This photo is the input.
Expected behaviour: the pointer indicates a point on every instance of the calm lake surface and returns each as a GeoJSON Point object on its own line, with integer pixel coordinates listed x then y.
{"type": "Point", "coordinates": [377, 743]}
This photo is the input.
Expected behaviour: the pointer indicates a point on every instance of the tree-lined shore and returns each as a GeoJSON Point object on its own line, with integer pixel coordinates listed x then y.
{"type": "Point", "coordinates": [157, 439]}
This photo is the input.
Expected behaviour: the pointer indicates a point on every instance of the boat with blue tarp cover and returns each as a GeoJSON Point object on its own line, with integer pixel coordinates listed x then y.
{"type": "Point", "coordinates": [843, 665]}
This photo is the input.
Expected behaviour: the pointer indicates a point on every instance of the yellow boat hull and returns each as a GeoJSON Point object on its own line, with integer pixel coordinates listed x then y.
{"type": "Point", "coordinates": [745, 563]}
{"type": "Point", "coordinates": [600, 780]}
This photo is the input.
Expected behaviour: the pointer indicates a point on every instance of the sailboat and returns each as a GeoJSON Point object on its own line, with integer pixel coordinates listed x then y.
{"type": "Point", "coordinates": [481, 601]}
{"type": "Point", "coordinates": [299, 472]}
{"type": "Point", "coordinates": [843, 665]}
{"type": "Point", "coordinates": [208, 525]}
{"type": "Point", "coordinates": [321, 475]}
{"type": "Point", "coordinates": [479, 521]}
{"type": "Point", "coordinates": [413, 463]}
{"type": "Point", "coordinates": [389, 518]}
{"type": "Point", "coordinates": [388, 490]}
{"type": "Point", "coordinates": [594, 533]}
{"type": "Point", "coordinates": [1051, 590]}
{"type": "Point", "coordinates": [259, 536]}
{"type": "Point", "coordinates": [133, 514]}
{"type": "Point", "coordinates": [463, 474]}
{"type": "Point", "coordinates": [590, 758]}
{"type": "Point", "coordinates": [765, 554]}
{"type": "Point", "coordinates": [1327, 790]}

→ STATED EXERCISE
Transcribe all of the lines in the records precisely.

→ RESULT FOR THIS EXERCISE
This photo is the input.
Expected behaviour: the pointer indicates a point on every instance of the calm lake surface and returns each as a GeoJSON Point object on its own line, with integer pixel coordinates listed x then y.
{"type": "Point", "coordinates": [377, 743]}
This photo is the input.
Expected behaviour: the pointer indicates a point on every instance of the tree-lined shore and returns each as a GeoJSON Point object on its own line, with integer pixel coordinates listed x then y.
{"type": "Point", "coordinates": [157, 439]}
This photo is the input.
Expected behaviour: the pointer indicates a point on every instance of the boat with blue tarp cover and returns each as a GeoJSON Point object on its own line, with integer pixel coordinates listed x then y.
{"type": "Point", "coordinates": [843, 665]}
This photo is the input.
Expected behaviour: the pointer indicates a point on every instance of the yellow boat hull and returns each as a GeoJSON Point object on its own line, with integer pixel coordinates listed x then y.
{"type": "Point", "coordinates": [745, 563]}
{"type": "Point", "coordinates": [600, 780]}
This photo is the input.
Expected behaviour: the pointer indicates a point on every instance of the sailboat and returns each as a GeoJSON Point object on its own line, with integer pixel coordinates listed x then y.
{"type": "Point", "coordinates": [481, 601]}
{"type": "Point", "coordinates": [299, 472]}
{"type": "Point", "coordinates": [843, 665]}
{"type": "Point", "coordinates": [208, 525]}
{"type": "Point", "coordinates": [321, 475]}
{"type": "Point", "coordinates": [479, 521]}
{"type": "Point", "coordinates": [413, 463]}
{"type": "Point", "coordinates": [389, 518]}
{"type": "Point", "coordinates": [388, 490]}
{"type": "Point", "coordinates": [594, 533]}
{"type": "Point", "coordinates": [1051, 590]}
{"type": "Point", "coordinates": [259, 536]}
{"type": "Point", "coordinates": [133, 514]}
{"type": "Point", "coordinates": [463, 474]}
{"type": "Point", "coordinates": [590, 758]}
{"type": "Point", "coordinates": [765, 554]}
{"type": "Point", "coordinates": [1327, 790]}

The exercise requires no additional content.